##### PAGE

NNAMDIGot to take a short break. But we're still taking your calls at 800-433-8850. Do you tend to order the same dish whenever you go to a restaurant? Why? Should restaurants constantly innovate their menus or would you prefer that they stay the same, 800-433-8850? Send email to kojo@wamu.org or shoot us a tweet @kojoshow. I'm Kojo Nnamdi.
NNAMDIWelcome back. We're having a Food Wednesday conversation about restaurants revamping their menus and how you feel about that. We're talking with Todd Kliman, food and wine editor and restaurant critic at Washingtonian magazine, a frequent guest on this broadcast, occasional host. Ann Cashion is chef and co-owner of Johnny's Half Shell and Taqueria Nacional. She's also the former owner and chef of Cashion's Eat Place in Adams Morgan. And Ype Von Hengst is executive chef and vice president of culinary operations at Silver Diner. Give us a call, 800-433-8850 or send email to kojo@wamu.org.
NNAMDII'll throw this potentially sensitive question out to all of you. In all of your years working in kitchens or writing about food, have you found that there's any difference between male chefs and female chefs in their willingness...
HENGSTOh, boy.
NNAMDI...to experiment with menus or dishes? I'll start with you, Todd.
KLIMANNext question, please.
NNAMDICome on, put it out there.
HENGSTYou want to be politically correct?
NNAMDIWho (unintelligible)
KLIMANI'll go this route. Yes, I do. I think among female chefs, and to be fair, there are not as many on the scene, but among female chefs you see a good deal less strutting bravado machismo, a good deal less cooking that is about flattering the ego of the chef about something that you might eat that you would admire but maybe not like about showing you something that you've never seen before, about a certain kind of chest thumping.

##########
##### STORED RECORDS

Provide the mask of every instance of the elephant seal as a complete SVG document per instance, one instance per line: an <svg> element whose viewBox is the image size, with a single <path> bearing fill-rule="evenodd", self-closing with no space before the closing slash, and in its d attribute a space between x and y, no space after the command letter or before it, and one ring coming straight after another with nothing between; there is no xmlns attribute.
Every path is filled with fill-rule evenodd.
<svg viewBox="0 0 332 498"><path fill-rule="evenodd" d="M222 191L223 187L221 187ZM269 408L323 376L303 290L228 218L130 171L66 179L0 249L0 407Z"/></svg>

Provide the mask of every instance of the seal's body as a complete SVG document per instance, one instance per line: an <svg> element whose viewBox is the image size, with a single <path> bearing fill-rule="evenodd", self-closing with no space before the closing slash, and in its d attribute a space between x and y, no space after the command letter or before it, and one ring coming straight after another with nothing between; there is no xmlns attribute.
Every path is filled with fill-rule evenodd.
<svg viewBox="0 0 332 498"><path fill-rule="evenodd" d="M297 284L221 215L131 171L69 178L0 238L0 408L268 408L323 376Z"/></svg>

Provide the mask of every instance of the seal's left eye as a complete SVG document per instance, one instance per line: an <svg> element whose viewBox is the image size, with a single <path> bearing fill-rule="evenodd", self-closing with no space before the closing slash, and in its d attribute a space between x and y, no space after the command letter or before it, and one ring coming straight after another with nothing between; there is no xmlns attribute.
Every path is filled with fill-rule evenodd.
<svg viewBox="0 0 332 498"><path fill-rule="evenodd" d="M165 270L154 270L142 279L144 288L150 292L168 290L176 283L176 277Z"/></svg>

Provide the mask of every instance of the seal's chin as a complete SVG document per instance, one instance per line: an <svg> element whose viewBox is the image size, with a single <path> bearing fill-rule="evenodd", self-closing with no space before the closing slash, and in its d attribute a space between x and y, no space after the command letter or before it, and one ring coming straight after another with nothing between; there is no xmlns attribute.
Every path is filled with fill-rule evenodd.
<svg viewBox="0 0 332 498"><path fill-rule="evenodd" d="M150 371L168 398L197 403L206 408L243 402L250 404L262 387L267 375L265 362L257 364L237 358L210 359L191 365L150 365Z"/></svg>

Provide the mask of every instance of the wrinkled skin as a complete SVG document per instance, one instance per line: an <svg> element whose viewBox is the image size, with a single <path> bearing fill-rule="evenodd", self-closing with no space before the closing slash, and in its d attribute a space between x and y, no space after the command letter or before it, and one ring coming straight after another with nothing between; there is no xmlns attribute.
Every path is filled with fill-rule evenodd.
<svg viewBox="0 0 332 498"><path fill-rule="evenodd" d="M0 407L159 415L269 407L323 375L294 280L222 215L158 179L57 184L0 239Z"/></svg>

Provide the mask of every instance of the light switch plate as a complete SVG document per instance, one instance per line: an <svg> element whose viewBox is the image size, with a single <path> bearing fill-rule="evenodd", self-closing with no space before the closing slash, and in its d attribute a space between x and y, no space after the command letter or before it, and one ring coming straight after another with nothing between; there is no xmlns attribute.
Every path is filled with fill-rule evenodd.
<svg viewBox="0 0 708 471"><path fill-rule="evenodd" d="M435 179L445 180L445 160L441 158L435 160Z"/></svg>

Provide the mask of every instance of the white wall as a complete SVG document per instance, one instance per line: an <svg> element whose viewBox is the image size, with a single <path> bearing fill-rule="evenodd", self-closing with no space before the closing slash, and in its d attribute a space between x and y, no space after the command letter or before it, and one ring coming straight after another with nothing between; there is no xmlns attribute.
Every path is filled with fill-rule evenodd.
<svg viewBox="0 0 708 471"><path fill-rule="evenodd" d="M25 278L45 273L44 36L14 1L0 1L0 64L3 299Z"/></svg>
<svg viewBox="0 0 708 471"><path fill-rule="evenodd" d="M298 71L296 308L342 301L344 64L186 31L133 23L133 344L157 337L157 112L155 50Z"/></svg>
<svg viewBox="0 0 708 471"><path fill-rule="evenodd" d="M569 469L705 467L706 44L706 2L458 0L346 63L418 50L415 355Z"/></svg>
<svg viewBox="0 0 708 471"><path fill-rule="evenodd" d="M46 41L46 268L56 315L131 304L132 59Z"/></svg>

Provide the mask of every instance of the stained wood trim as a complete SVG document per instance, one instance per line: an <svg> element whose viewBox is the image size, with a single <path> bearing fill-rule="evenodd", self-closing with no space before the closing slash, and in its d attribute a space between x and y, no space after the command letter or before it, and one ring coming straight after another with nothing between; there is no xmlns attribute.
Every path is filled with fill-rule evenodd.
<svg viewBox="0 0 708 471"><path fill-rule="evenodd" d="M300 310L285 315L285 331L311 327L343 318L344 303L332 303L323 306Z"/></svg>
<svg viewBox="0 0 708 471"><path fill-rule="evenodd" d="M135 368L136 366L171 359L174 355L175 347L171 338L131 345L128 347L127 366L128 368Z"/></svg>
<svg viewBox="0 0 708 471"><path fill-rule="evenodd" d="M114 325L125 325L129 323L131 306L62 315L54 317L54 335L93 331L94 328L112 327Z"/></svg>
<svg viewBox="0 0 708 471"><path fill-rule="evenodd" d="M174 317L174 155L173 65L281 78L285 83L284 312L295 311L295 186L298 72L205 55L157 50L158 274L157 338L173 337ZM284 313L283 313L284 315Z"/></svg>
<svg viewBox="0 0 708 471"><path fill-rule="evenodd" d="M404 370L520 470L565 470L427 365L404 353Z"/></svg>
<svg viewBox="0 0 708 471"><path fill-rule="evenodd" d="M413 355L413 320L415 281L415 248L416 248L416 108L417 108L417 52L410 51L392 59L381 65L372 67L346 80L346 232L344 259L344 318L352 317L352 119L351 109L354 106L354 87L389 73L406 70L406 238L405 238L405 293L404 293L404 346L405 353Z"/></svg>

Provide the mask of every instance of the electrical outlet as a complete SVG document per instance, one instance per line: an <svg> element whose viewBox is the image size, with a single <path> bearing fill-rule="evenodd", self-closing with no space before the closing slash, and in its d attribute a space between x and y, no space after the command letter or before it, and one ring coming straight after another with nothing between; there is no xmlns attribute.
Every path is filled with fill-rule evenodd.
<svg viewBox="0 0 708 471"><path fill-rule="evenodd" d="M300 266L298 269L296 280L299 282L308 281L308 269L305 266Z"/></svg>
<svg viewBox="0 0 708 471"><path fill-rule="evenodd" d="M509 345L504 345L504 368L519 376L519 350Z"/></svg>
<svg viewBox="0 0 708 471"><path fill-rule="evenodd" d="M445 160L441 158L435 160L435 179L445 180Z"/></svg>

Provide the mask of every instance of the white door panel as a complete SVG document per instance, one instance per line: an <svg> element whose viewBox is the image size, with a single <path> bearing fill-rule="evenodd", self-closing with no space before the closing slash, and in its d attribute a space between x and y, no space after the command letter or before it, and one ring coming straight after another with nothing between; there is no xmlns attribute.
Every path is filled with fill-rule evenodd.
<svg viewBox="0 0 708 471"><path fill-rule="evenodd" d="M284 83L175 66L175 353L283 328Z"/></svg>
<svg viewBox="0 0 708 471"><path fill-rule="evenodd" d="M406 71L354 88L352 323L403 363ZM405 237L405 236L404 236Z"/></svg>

##########

= TASKS TO COMPLETE =
A – Summarize the transcript in two sentences.
B – According to the transcript, which restaurants does Ann Cashion co-own?
The lines are separate material with no connection to the transcript.

= ANSWERS TO THE TASKS =
A – In a Food Wednesday conversation about restaurants revamping their menus, Kojo Nnamdi talks with Washingtonian critic Todd Kliman, chef Ann Cashion, and Silver Diner executive chef Ype Von Hengst, and he invites listeners to call or write in. Asked whether male and female chefs differ in their willingness to experiment, Kliman says they do: he sees much less strutting bravado and ego-flattering cooking among female chefs.

B – She is co-owner of Johnny's Half Shell and Taqueria Nacional.